出題課題 -
総監の口頭試験に関する抜粋文では、総監の5つの管理として何が挙げられていますか。

抜粋文 -
総合監理技術部門の口頭試験は、一般部門(20部門)のように高度な専門技術に関する回答を要求されず、ひたすら総監の視点での回答を求められます。
以上のように総監では、口頭試験の冒頭から終了するまで間、常に一貫した姿勢であることを意識して対策を準備しておく必要があります。
1.総合技術監理部門の業務経歴(5つの管理の視点)
Q1.「これまでの経歴を総合技術監理部門の5つの管理を交えた視点で説明してください。」
これは、私が総合技術監理部門の口頭試験受験の際に、最初に受けた質問です。
冒頭から、この質問をする試験官の意図は、「これから聞く事は全て総監の視点で答えなさい」という意思の表れと言えます。
つまり、別の総監キーワードによる質問を持ち出さない限り、「総監の5つの管理と全体最適化の視点で回答する必要がある」ことを常に意識付けしておきましょう。
2.業務経歴を5つの管理の視点で整理するポイント
総監の5つの管理とは、「経済性管理」、「人的資源管理」、「安全管理」、「情報管理」、「社会環境管理」を指します。「経済性管理」は更に、「予算管理」、「品質管理」、「工程管理」に分かれます。
(1)業務経歴を成長過程の3つのステップに分ける
総合監理技術部門を受験するには、科学技術に係る業務経験について10年以上(一部短縮の制度あり)の経歴が必要であるため、ある程度の業務経験を積んで臨まれています。
その業務経歴を以下の3つのステップに分けて説明していくと、利き手の試験官にも分りやすい回答となります。
a.新人ステップ(基礎ステップ)
b.応用ステップ
c.監理ステップ
a.新人ステップ(基礎ステップ)
会社や役所に入社したころから、または研究機関に入ったころからなど数年間の新人の期間を指します。基礎的な仕事を任される期間でもあり、基礎ステップと置き換えてもよいでしょう。

所与データ -
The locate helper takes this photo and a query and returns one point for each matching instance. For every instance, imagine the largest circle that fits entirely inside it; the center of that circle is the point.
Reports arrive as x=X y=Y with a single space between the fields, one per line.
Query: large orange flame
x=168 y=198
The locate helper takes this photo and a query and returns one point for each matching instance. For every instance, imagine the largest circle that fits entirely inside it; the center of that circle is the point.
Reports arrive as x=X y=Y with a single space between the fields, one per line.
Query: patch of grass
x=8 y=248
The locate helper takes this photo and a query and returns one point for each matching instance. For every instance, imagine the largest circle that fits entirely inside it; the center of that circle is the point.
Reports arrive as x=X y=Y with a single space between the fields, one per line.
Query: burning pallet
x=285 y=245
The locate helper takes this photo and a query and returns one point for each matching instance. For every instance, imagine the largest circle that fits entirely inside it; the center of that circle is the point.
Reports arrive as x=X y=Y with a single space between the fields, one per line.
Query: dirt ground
--
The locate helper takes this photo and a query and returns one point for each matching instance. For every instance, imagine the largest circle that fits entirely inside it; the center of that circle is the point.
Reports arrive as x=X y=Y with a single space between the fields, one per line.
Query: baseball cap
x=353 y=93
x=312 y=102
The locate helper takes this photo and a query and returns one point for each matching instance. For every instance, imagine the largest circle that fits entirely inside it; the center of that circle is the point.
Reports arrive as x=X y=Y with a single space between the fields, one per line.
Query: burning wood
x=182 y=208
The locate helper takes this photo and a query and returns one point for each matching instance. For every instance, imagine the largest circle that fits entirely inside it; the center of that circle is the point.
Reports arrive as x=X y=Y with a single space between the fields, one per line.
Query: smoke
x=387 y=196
...
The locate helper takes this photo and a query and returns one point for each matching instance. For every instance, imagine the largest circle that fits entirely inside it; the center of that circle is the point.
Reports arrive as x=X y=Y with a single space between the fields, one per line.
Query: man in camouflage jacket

解答 -
経済性管理、人的資源管理、安全管理、情報管理、社会環境管理の5つです。